#### MATERIAL FOR THE TASK
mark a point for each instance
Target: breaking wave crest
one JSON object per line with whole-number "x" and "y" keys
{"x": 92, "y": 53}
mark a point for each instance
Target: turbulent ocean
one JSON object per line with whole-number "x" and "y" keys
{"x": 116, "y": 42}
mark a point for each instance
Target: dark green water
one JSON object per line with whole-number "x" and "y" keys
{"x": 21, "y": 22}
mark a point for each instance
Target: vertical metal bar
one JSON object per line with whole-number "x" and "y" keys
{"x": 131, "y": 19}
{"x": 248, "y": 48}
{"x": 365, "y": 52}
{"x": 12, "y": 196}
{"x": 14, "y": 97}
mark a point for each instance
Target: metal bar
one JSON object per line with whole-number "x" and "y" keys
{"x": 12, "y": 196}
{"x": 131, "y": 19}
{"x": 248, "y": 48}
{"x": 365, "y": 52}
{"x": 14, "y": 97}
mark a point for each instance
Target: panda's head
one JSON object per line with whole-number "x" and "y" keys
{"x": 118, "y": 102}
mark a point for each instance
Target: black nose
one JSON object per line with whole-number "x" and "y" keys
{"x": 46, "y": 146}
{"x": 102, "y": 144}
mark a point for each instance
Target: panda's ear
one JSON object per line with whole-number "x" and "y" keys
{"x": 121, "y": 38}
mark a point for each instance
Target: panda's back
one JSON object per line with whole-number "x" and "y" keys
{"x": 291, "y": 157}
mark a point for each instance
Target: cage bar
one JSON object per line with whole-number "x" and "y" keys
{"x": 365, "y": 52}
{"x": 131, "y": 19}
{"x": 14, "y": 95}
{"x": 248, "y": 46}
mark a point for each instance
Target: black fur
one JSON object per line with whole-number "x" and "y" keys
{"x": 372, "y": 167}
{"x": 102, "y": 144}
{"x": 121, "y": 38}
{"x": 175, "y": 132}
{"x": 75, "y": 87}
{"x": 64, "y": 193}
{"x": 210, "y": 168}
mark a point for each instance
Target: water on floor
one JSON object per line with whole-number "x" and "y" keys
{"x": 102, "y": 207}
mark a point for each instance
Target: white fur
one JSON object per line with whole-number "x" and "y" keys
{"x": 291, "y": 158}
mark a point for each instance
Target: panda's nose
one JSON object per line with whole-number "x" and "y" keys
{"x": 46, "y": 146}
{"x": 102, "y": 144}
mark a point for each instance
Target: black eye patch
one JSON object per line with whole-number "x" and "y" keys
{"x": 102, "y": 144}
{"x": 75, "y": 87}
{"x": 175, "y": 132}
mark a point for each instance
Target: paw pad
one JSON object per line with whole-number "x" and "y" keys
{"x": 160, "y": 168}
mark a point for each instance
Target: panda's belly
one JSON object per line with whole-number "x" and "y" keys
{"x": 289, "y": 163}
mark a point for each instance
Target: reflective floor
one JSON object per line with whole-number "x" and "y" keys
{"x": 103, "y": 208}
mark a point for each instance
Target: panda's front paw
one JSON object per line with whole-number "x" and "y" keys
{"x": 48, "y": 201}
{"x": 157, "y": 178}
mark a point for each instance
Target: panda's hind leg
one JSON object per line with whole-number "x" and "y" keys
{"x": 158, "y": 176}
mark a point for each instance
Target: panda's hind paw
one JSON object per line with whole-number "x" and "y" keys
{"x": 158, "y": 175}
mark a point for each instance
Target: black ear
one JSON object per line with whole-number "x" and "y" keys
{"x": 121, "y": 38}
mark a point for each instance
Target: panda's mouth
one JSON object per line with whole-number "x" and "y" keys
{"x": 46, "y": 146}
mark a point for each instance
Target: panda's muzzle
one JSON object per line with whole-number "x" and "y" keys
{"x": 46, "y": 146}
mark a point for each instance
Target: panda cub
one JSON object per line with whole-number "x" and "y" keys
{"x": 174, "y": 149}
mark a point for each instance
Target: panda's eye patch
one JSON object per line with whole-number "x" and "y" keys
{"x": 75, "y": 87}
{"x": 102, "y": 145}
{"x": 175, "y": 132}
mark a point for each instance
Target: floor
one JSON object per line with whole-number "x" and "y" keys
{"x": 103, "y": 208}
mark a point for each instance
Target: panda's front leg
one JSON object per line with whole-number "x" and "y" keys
########
**PROBLEM:** Scan the material above for lines that contain the string "front", and copy each such line.

**RESULT FOR THIS TASK:**
Target: panda's front paw
Target: panda's front leg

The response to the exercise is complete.